++++ STORED ROWS ++++

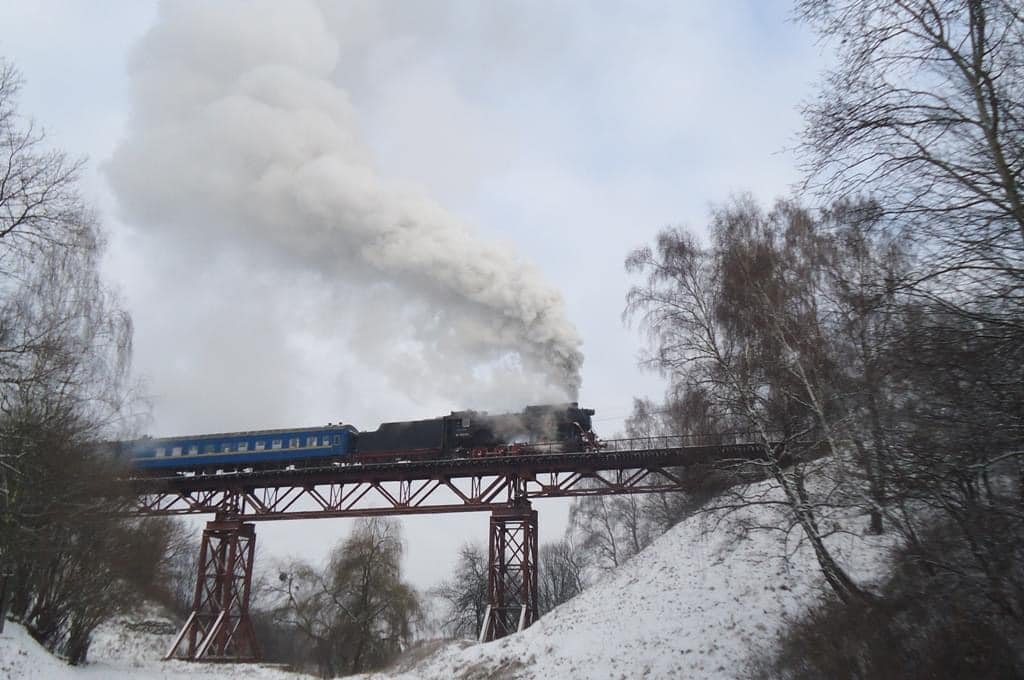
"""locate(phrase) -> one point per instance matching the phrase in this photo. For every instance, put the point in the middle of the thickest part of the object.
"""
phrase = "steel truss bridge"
(219, 628)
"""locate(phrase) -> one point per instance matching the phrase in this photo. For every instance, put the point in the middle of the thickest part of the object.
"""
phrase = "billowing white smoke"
(240, 139)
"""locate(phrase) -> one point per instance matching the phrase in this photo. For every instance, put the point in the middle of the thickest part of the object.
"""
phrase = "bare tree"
(358, 614)
(465, 595)
(740, 322)
(562, 574)
(925, 112)
(65, 350)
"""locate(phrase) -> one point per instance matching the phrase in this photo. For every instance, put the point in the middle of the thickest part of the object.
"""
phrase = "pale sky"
(568, 133)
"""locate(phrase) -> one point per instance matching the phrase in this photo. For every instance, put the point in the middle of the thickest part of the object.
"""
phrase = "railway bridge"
(219, 628)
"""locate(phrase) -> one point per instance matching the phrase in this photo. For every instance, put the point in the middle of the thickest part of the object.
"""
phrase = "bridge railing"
(656, 442)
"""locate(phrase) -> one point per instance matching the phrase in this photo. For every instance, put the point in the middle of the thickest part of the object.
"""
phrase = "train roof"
(243, 433)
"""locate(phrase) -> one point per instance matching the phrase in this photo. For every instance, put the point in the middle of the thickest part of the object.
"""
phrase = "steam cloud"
(241, 139)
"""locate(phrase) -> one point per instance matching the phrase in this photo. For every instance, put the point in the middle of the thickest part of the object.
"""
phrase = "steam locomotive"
(461, 434)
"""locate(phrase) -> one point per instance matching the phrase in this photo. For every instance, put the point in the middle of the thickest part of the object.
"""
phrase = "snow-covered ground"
(123, 649)
(695, 604)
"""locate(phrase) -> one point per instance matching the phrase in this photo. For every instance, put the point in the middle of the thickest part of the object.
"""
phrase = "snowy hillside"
(694, 604)
(124, 649)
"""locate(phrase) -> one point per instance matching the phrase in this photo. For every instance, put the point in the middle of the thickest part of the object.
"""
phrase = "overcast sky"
(557, 136)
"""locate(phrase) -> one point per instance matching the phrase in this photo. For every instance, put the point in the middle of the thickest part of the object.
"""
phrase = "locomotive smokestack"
(241, 139)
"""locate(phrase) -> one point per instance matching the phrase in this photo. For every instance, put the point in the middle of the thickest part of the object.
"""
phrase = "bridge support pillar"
(511, 571)
(219, 628)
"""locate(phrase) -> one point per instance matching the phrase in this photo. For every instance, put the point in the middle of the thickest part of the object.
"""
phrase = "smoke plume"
(241, 141)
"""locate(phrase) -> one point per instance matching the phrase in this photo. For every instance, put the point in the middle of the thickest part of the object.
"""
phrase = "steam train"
(461, 434)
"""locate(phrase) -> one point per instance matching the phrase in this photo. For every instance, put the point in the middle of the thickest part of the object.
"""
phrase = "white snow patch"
(127, 648)
(694, 604)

++++

### [WHAT YOU SHOULD DO]
Give back the entries verbatim. Do not include any picture.

### [RESPONSE]
"""locate(phrase) -> one point per instance matching the phrase in this photo. For every instance, put the point in the middle of the thickest part of the object.
"""
phrase = "steel truss bridge"
(219, 628)
"""locate(phrase) -> one point per instance matching the phrase in this photo. For every instance, put the point in the middle of the thickest part of the object.
"""
phrase = "billowing white smoke"
(240, 139)
"""locate(phrase) -> one point per instance matching the phrase in this photo. For every instance, put the point in the middle of the thickest part of the object.
"""
phrase = "bare tree"
(358, 614)
(465, 595)
(740, 322)
(562, 574)
(925, 112)
(65, 350)
"""locate(phrase) -> one point per instance matching the phrase in this photo. For every instance, put the point in the middle of the thickest part of the object.
"""
phrase = "pale sky"
(568, 133)
"""locate(phrase) -> one point per instance matching the phrase in this photo. For every instance, put the point in the middle of the thickest part of the object.
"""
phrase = "railway bridge"
(219, 628)
"""locate(phrase) -> one point per instance matching the phrase in this photo. For every instance, put the point in the middle of the thickest part of the object.
"""
phrase = "bridge railing"
(656, 442)
"""locate(phrase) -> one point per instance matching the phrase in this photo. For every instance, put the point in the middle of the thickest part of the object.
"""
phrase = "train roof"
(243, 433)
"""locate(phrase) -> one point per instance matching the phrase in this photo. For every instance, put the point in the middle of the thickest part of the object.
"""
phrase = "steam cloud"
(241, 139)
"""locate(phrase) -> one point per instance matching the phrase in this photo. For every instance, put the point in the middle of the thickest part of the object.
"""
phrase = "steam locomotive"
(461, 434)
"""locate(phrase) -> one point per instance matching the phrase in this photo. For every instance, put the point in the middle of the thickest part of the object.
"""
phrase = "snow-covered ground"
(123, 649)
(695, 604)
"""locate(phrase) -> one point per instance matching the phrase in this photo. For every instance, put the point in the middle of the thickest part of the object.
"""
phrase = "snowy hillside"
(694, 604)
(124, 649)
"""locate(phrase) -> one point per instance matching the phrase in this photo. For every instance, put the point in the middle of the thickest part of the object.
"""
phrase = "overcast sky"
(557, 136)
"""locate(phrase) -> one point per instance matching the phrase in this photo. For every instance, put the point in the middle of the thickest part of the object.
"""
phrase = "locomotive smokestack"
(241, 139)
"""locate(phrase) -> one point per instance matching the phrase in this photo. For every instance, put the point in the middle of the thickest part of the object.
"""
phrase = "bridge support pillar"
(511, 571)
(219, 628)
"""locate(phrase) -> one point per instance matching the phrase in this photo. For every instance, put the point in the middle of the thickest part of the object.
"""
phrase = "smoke plume"
(241, 141)
"""locate(phrase) -> one point per instance matching the phrase in this photo. For every instance, put the point in the middle of the thickest part of the object.
"""
phrase = "steam train"
(461, 434)
"""locate(phrase) -> one point per instance matching the phrase in this photo. For every instance, put the point in the middle of the thickest part of the object.
"""
phrase = "white snow patch"
(127, 648)
(694, 604)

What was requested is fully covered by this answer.